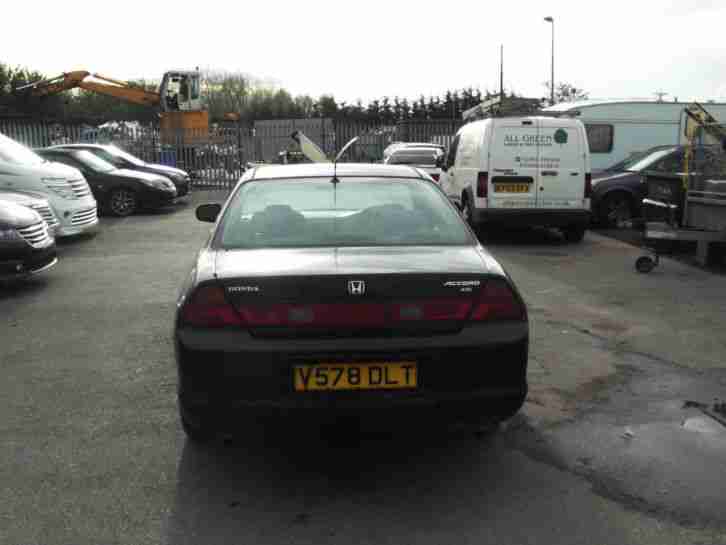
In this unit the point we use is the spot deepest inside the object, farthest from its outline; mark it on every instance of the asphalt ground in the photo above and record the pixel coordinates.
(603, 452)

:::

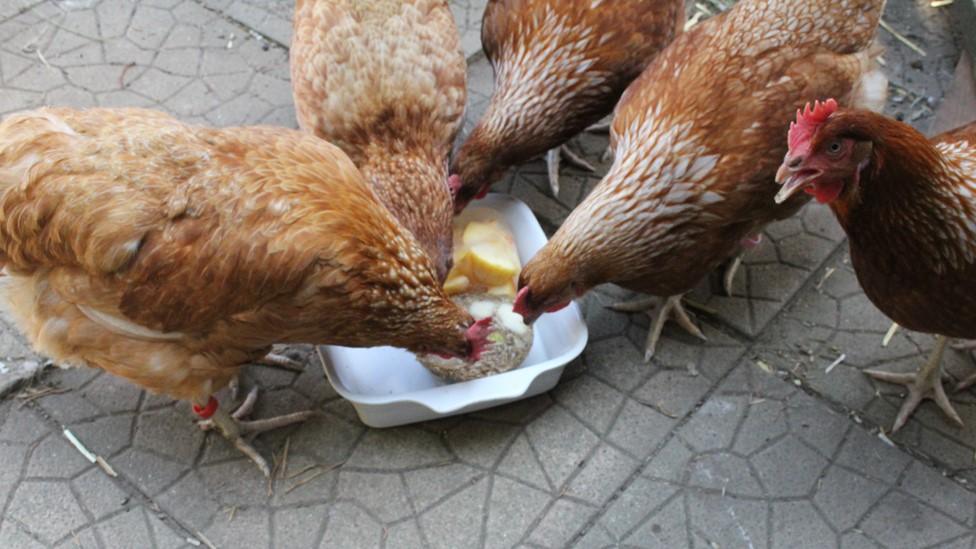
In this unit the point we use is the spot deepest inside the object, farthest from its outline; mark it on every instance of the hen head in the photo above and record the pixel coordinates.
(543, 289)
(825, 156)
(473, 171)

:::

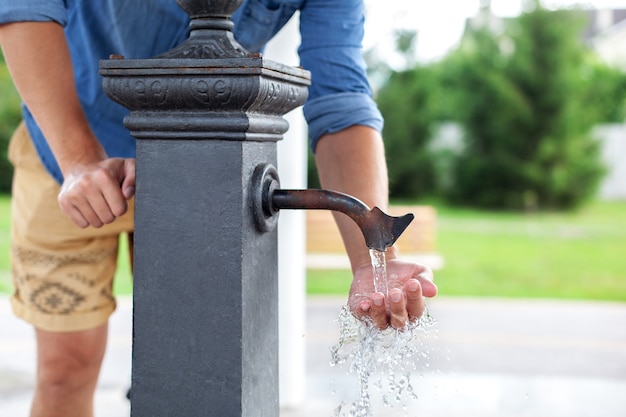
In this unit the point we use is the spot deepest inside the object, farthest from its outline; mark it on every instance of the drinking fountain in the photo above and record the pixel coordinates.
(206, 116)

:::

## Problem description:
Count the lines of the data above that contain the string "fountain", treating uppercase and lowercase as different. Give only the number.

## Result of the exercise:
1